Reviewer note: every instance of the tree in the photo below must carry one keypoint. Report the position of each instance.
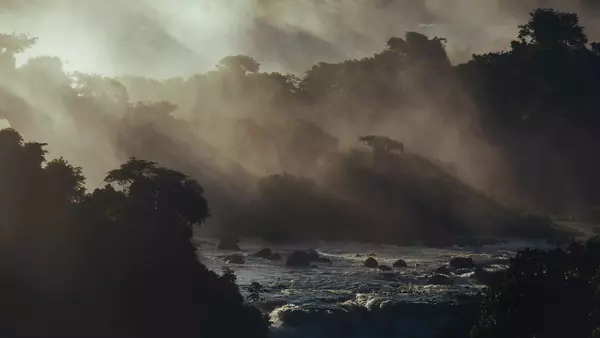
(67, 181)
(166, 193)
(551, 29)
(545, 294)
(239, 64)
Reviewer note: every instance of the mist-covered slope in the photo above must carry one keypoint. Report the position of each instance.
(408, 200)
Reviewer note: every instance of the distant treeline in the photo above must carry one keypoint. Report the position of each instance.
(115, 262)
(525, 119)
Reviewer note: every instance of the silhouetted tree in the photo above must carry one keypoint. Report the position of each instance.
(545, 294)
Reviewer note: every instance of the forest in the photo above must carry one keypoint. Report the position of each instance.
(399, 147)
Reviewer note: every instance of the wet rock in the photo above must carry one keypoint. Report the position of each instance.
(323, 260)
(462, 263)
(371, 263)
(487, 277)
(385, 268)
(313, 254)
(462, 271)
(299, 258)
(263, 253)
(400, 264)
(440, 279)
(235, 259)
(274, 257)
(444, 269)
(228, 243)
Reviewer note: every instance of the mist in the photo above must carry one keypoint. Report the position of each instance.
(160, 38)
(231, 127)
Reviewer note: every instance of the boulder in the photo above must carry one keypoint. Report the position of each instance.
----------------------------------------
• **Assignment**
Leaving out all pictures, transcribe the listing exactly.

• **Expected output**
Reviewer note: every instance of the tree in the photo below must carry one keypoint. Report the position of each instance.
(67, 181)
(166, 193)
(551, 29)
(545, 294)
(239, 64)
Reviewer note: every instance of the mist-covered slope in the photo above must carry one keypoint. Report the position of each instance.
(408, 200)
Reviewer note: every instance of the distant treeline in the photo above must carry one keypoint. Report the position of each instance.
(115, 262)
(525, 119)
Reviewer note: every instance of the silhouetted tree in the photo above must carry one keypoint. Report the position of each instance.
(545, 294)
Reviewer note: every instance of the forest in the photo above must carry one keypoint. Report the position of each instance.
(399, 147)
Reviewer note: every instance of the wet rock in the photo above must carry one keypoint. Report the position of each instance.
(323, 260)
(462, 263)
(371, 263)
(487, 277)
(385, 268)
(313, 254)
(462, 271)
(299, 258)
(263, 253)
(400, 264)
(440, 279)
(235, 259)
(274, 257)
(444, 269)
(228, 243)
Reviewer note: every instance of the mist in the photo above must carry one keypoint. Report the position of each instance.
(160, 38)
(231, 127)
Reviewer note: every instance of the boulder in the photo above must carry one keypoint. Report the position of each instance.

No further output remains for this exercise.